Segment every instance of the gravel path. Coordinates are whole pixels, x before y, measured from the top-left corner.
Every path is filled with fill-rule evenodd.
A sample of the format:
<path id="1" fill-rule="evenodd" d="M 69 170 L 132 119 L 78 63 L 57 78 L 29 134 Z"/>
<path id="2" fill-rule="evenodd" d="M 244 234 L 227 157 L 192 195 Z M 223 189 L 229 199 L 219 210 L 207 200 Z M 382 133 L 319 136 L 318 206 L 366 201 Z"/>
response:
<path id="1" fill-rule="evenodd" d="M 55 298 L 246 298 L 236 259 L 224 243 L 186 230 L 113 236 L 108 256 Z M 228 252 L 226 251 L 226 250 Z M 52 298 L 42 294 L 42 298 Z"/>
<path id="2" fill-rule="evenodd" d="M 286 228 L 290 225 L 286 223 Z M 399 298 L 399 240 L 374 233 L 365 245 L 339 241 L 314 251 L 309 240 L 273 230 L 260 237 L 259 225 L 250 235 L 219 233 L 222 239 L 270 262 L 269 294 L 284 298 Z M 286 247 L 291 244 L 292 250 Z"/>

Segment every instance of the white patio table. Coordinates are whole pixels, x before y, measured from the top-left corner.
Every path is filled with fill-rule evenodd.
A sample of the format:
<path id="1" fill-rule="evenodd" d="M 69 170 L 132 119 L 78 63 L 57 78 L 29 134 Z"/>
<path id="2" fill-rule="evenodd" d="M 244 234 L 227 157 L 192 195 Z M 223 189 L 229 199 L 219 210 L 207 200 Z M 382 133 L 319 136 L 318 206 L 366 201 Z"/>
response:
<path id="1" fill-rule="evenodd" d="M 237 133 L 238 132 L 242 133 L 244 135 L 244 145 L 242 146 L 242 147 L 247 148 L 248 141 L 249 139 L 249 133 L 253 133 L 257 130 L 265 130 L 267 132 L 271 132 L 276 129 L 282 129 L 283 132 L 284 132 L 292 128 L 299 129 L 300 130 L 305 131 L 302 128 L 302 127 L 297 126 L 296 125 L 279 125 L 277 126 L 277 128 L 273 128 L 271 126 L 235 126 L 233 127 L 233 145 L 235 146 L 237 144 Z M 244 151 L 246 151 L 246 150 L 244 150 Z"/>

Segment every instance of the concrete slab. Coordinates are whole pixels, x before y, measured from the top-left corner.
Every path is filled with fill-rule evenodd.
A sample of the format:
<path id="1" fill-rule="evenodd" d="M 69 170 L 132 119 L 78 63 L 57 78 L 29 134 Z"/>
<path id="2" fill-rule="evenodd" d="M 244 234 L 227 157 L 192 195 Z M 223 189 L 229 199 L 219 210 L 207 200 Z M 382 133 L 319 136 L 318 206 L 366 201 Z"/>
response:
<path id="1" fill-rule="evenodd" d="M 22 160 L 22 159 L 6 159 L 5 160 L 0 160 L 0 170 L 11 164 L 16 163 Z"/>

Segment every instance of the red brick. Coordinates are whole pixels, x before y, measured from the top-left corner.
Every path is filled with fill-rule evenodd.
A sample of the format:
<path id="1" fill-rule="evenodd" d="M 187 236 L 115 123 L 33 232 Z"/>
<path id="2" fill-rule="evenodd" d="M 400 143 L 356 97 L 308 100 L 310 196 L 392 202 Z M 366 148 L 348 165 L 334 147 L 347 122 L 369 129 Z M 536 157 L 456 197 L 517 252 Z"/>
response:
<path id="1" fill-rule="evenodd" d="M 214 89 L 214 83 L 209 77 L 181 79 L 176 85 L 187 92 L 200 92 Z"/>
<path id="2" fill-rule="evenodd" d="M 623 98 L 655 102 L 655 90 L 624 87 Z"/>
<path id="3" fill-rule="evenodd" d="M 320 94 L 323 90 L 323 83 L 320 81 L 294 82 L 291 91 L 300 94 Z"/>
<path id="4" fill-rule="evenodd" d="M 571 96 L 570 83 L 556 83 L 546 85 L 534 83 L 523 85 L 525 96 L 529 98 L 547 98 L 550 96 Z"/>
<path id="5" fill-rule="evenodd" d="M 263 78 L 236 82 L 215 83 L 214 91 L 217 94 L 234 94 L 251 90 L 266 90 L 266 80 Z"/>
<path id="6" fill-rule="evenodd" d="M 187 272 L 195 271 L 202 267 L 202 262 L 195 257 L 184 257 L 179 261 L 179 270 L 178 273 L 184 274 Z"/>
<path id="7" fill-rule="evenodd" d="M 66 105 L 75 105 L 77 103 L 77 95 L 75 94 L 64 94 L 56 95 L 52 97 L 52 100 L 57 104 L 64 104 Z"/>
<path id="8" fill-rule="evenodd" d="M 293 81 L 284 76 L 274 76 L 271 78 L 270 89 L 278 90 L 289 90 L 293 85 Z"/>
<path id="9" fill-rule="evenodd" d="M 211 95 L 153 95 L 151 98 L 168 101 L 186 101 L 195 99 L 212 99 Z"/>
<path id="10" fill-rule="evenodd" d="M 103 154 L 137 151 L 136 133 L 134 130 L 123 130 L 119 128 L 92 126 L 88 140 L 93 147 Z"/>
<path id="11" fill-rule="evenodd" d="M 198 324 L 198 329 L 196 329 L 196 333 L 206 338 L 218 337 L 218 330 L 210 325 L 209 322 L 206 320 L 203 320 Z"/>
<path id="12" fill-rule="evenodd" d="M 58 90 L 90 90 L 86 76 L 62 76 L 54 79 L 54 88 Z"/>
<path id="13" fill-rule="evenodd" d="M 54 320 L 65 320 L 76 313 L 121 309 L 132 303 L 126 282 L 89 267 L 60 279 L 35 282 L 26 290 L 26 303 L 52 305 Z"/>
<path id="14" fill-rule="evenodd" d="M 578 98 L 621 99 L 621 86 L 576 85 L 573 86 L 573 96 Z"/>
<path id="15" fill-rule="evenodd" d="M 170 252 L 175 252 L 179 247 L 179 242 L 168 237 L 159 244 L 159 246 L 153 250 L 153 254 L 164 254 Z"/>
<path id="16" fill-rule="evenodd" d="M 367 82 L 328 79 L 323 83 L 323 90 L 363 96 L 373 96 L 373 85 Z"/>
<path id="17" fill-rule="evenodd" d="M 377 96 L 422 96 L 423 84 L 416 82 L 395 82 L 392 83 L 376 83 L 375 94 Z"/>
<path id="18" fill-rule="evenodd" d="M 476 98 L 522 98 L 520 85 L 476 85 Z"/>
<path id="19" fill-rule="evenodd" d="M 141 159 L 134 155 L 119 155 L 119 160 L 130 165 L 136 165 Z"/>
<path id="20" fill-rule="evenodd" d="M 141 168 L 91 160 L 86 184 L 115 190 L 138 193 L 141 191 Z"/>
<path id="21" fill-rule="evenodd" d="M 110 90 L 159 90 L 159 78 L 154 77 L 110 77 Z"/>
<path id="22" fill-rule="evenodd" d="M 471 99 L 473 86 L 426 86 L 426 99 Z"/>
-*-
• What is asked: Starting with the first line of the items and going on through the line with "237 133 L 238", copy every line out unchanged, including both of those lines.

• Answer below:
Segment every instance of the gravel path. Coordinates are whole pixels, x before y, measured from the top-left corner.
Every path is filled with fill-rule evenodd.
A sample of the format:
<path id="1" fill-rule="evenodd" d="M 69 170 L 132 119 L 78 63 L 57 78 L 29 134 Z"/>
<path id="2" fill-rule="evenodd" d="M 244 234 L 227 157 L 192 195 Z M 223 189 L 229 199 L 219 210 L 207 200 Z M 382 133 L 319 136 L 318 206 L 366 201 Z"/>
response:
<path id="1" fill-rule="evenodd" d="M 55 298 L 246 298 L 236 259 L 224 243 L 186 230 L 113 236 L 108 256 Z M 228 252 L 226 251 L 226 250 Z M 52 298 L 42 294 L 42 298 Z"/>
<path id="2" fill-rule="evenodd" d="M 286 228 L 290 225 L 286 223 Z M 399 298 L 399 240 L 374 233 L 365 245 L 339 241 L 314 251 L 309 240 L 273 230 L 260 237 L 259 225 L 250 235 L 219 233 L 222 239 L 270 262 L 269 294 L 284 298 Z M 286 247 L 291 244 L 292 250 Z"/>

Segment every instance of the white patio table. Coordinates are whole pixels, x before y, measured from the top-left corner.
Every path is filled with fill-rule evenodd.
A sample of the format:
<path id="1" fill-rule="evenodd" d="M 69 170 L 132 119 L 78 63 L 57 78 L 29 134 Z"/>
<path id="2" fill-rule="evenodd" d="M 244 234 L 227 157 L 192 195 Z M 223 189 L 229 199 L 219 210 L 207 200 Z M 382 133 L 319 136 L 318 206 L 366 201 Z"/>
response:
<path id="1" fill-rule="evenodd" d="M 237 133 L 238 132 L 242 133 L 244 135 L 244 145 L 242 146 L 242 147 L 247 148 L 248 141 L 249 139 L 249 133 L 253 133 L 257 130 L 265 130 L 267 132 L 271 132 L 276 129 L 282 129 L 283 132 L 284 132 L 292 128 L 299 129 L 300 130 L 305 131 L 302 128 L 302 127 L 297 126 L 296 125 L 279 125 L 277 126 L 277 128 L 273 128 L 271 126 L 235 126 L 233 127 L 233 145 L 235 146 L 237 144 Z M 244 151 L 246 151 L 246 150 L 244 150 Z"/>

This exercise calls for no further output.